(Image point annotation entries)
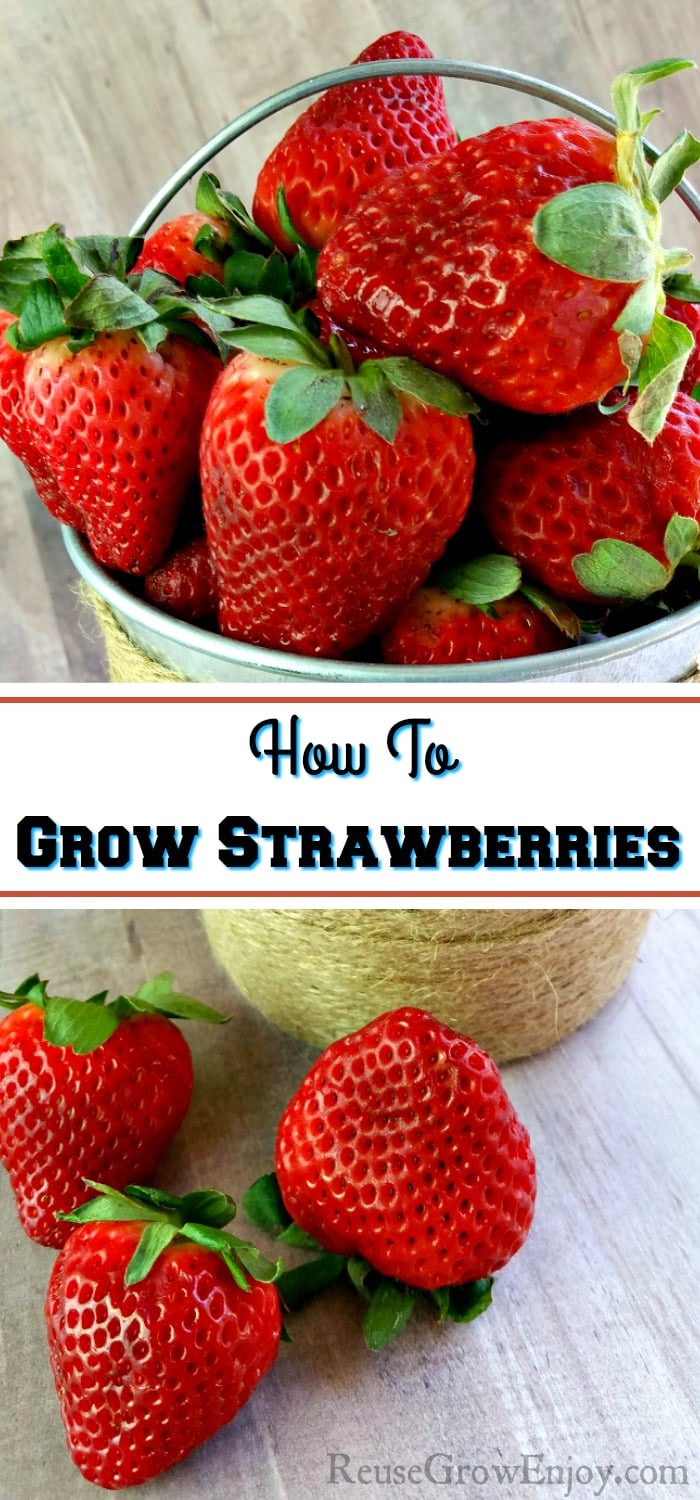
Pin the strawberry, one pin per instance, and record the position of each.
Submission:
(156, 1334)
(89, 1089)
(350, 140)
(14, 428)
(119, 429)
(357, 347)
(400, 1151)
(173, 249)
(114, 389)
(586, 504)
(327, 492)
(185, 584)
(477, 612)
(507, 263)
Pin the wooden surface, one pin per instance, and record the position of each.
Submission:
(588, 1353)
(99, 102)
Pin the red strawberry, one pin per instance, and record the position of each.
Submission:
(171, 248)
(14, 428)
(89, 1091)
(156, 1335)
(402, 1152)
(358, 348)
(589, 479)
(114, 387)
(185, 584)
(119, 429)
(507, 263)
(348, 141)
(327, 495)
(435, 627)
(688, 312)
(441, 264)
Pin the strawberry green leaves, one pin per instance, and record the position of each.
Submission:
(86, 1025)
(158, 996)
(197, 1217)
(624, 572)
(323, 375)
(660, 372)
(251, 260)
(610, 231)
(390, 1302)
(80, 288)
(300, 399)
(669, 168)
(481, 581)
(597, 230)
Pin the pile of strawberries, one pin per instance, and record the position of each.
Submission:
(400, 1164)
(457, 413)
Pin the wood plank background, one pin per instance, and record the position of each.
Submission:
(99, 102)
(589, 1352)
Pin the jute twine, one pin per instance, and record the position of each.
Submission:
(516, 981)
(128, 663)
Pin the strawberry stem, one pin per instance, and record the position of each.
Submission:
(86, 1025)
(197, 1217)
(390, 1302)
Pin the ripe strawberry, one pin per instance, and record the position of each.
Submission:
(327, 495)
(185, 584)
(441, 624)
(14, 428)
(114, 387)
(327, 329)
(402, 1152)
(171, 248)
(589, 479)
(119, 429)
(89, 1089)
(507, 263)
(156, 1335)
(350, 140)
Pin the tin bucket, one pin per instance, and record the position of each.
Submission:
(663, 651)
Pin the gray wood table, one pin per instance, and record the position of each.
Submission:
(588, 1355)
(99, 102)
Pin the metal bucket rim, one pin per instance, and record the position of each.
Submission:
(388, 68)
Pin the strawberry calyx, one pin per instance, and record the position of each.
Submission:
(483, 582)
(75, 290)
(390, 1302)
(612, 231)
(86, 1025)
(321, 375)
(251, 260)
(621, 570)
(197, 1217)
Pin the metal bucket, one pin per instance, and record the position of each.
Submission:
(663, 651)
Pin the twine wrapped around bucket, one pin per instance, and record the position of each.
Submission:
(125, 660)
(514, 981)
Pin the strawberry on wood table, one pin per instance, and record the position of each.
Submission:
(161, 1323)
(402, 1160)
(89, 1089)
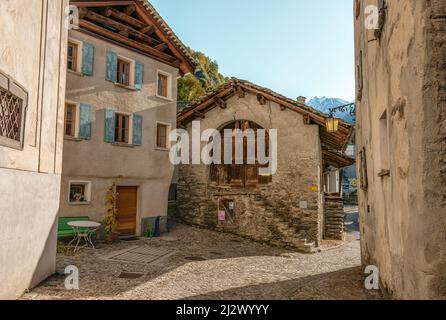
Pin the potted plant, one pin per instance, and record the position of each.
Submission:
(110, 220)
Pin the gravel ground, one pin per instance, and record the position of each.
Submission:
(210, 265)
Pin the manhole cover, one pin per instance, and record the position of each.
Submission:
(130, 275)
(195, 258)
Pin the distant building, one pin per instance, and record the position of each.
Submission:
(123, 65)
(32, 92)
(401, 141)
(296, 206)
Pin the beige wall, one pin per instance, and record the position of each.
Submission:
(269, 212)
(100, 162)
(403, 216)
(30, 179)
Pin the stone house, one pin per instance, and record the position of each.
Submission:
(287, 208)
(401, 138)
(123, 63)
(32, 93)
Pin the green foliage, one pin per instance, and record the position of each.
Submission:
(110, 220)
(191, 87)
(150, 233)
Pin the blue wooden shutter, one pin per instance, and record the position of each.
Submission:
(139, 75)
(85, 121)
(112, 67)
(109, 126)
(137, 130)
(87, 59)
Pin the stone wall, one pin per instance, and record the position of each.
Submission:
(270, 213)
(401, 123)
(334, 217)
(33, 53)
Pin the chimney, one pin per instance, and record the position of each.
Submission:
(302, 99)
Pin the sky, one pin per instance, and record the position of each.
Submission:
(294, 47)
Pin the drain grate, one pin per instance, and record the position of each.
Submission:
(195, 259)
(140, 255)
(130, 275)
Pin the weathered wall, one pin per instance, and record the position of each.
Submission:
(30, 179)
(403, 215)
(100, 162)
(268, 212)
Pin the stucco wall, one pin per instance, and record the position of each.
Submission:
(30, 179)
(403, 215)
(100, 162)
(268, 212)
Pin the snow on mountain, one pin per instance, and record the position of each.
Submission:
(324, 105)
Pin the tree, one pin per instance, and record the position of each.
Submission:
(192, 87)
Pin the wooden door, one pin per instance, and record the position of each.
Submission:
(127, 209)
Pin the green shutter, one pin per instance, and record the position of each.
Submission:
(112, 67)
(109, 126)
(137, 130)
(139, 75)
(87, 59)
(85, 121)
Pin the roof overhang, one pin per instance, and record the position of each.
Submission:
(137, 26)
(217, 98)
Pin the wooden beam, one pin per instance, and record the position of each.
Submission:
(240, 92)
(261, 99)
(130, 9)
(111, 12)
(199, 114)
(161, 47)
(126, 30)
(221, 103)
(100, 4)
(186, 66)
(132, 43)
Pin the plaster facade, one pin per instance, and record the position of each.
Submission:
(32, 54)
(93, 160)
(401, 118)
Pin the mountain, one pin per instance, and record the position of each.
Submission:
(324, 105)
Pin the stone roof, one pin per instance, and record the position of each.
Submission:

**Stated goal**
Reproduce every one of the records above line for line, leaving out the picture placeholders.

**Full output**
Pin the strawberry, one pin per instance, and record the position of each.
Submission:
(156, 1334)
(89, 1089)
(350, 140)
(14, 428)
(119, 429)
(357, 347)
(400, 1151)
(173, 249)
(114, 389)
(586, 504)
(327, 492)
(185, 584)
(477, 612)
(507, 263)
Pin the wooden surface, one pin per instance, and record the position of each.
Submission:
(588, 1353)
(99, 102)
Pin the red strawberry, one pin per instance, and record the position of each.
Submission:
(171, 248)
(14, 428)
(89, 1091)
(156, 1335)
(402, 1152)
(358, 348)
(589, 479)
(114, 387)
(185, 584)
(119, 429)
(507, 263)
(348, 141)
(327, 495)
(435, 627)
(688, 312)
(441, 264)
Pin the strawberry green leaves, one pin per instance, and record the position of each.
Submission:
(86, 1025)
(158, 996)
(197, 1217)
(624, 572)
(323, 375)
(660, 372)
(251, 260)
(610, 231)
(390, 1302)
(80, 288)
(300, 399)
(669, 168)
(481, 581)
(597, 230)
Pin the pile of strawberries, one pin per instance, and record the position of each.
Submission:
(400, 1164)
(457, 413)
Pin the wood plank background, one pin per instance, and record the position of each.
Submission:
(99, 102)
(589, 1352)
Pin the jute twine, one pin per instance, and record the position of each.
Submission:
(516, 981)
(128, 663)
Pin the strawberry stem, one pin per instance, and record the position of each.
Submission:
(86, 1025)
(197, 1217)
(390, 1302)
Pin the ripe strawberry, one pin per instance, and record the position of each.
Submission:
(327, 495)
(185, 584)
(441, 624)
(14, 428)
(114, 387)
(327, 329)
(402, 1152)
(171, 248)
(589, 479)
(119, 429)
(89, 1089)
(507, 263)
(156, 1335)
(350, 140)
Pin the tin bucket, one pin per instance, and record the position of each.
Submission:
(663, 651)
Pin the gray wood table, one pin per instance, and record the position of each.
Submission:
(588, 1355)
(99, 102)
Pin the metal bucket rim, one pin per instance, and record the position of each.
Submission:
(388, 68)
Pin the strawberry calyx, one pin per instance, and record the position of each.
Submission:
(483, 582)
(75, 290)
(390, 1302)
(612, 231)
(86, 1025)
(321, 375)
(251, 260)
(621, 570)
(197, 1217)
Pin the metal bucket, one pin per instance, and record the position of each.
Submission:
(663, 651)
Pin the twine wrapped around bucket, one pin per instance, and record the position of each.
Submission:
(125, 660)
(514, 981)
Pin the strawberry on wood table, one pin per instance, and record the position of each.
Submission:
(161, 1323)
(402, 1160)
(89, 1089)
Pin the potted plant, one pin per instance, and record the position of each.
Submission:
(110, 220)
Pin the gravel ground, one pin per instance, and record the position of each.
Submission:
(210, 265)
Pin the manhole cover, one pin per instance, and record the position of each.
Submission:
(130, 275)
(195, 258)
Pin the distant building, one pin per instance, and record the position of each.
Submission:
(123, 65)
(32, 92)
(401, 141)
(296, 206)
Pin the beige wall, one pin per instance, and record the position of each.
Submission:
(269, 212)
(100, 162)
(403, 216)
(30, 179)
Pin the stone house, one pin per instance, and record the position of each.
Submission:
(287, 208)
(401, 138)
(123, 63)
(32, 93)
Pin the green foliage, one pin per instance, and record the position of each.
Submission:
(110, 220)
(191, 87)
(150, 233)
Pin the blue wooden shutter, one pin per instance, and record the position of each.
Submission:
(139, 75)
(85, 121)
(112, 67)
(109, 126)
(137, 130)
(87, 59)
Pin the stone wall, one pin per instance, and record the position of each.
Submission:
(270, 213)
(401, 123)
(334, 217)
(33, 53)
Pin the chimney, one pin per instance, and record the position of each.
Submission:
(302, 99)
Pin the sky, one pin per instance, and record the position of each.
Submission:
(294, 47)
Pin the drain grate, one pin per instance, and record the position of each.
Submission:
(195, 259)
(140, 255)
(130, 275)
Pin the weathered wall, one pin per instance, and record the position of each.
Submission:
(30, 179)
(403, 215)
(100, 162)
(268, 212)
Pin the stucco wall, one pin per instance, and record the position of each.
Submission:
(30, 179)
(403, 215)
(100, 162)
(268, 212)
Pin the snow on mountain, one pin per instance, and record the position of each.
Submission:
(324, 105)
Pin the tree, one pin per instance, and record the position of each.
Submission:
(192, 87)
Pin the wooden door, one pin per instance, and record the position of each.
Submission:
(127, 209)
Pin the green shutter, one pin per instance, and record the position of each.
Submission:
(112, 67)
(109, 126)
(137, 130)
(139, 75)
(87, 59)
(85, 121)
Pin the roof overhang, one pin per instance, and record the position of each.
Submission:
(137, 26)
(217, 98)
Pin the wooden beam, one pin per instance, and record the position of each.
Submission:
(240, 92)
(261, 99)
(130, 9)
(111, 12)
(199, 114)
(161, 47)
(126, 30)
(221, 103)
(100, 4)
(186, 66)
(132, 43)
Pin the plaster facade, one pin per instance, and record the position of each.
Submission:
(32, 54)
(93, 160)
(401, 118)
Pin the mountain, one pin per instance, and record the position of each.
Submission:
(324, 105)
Pin the stone roof, one pin per instance, and record the position of each.
Submission:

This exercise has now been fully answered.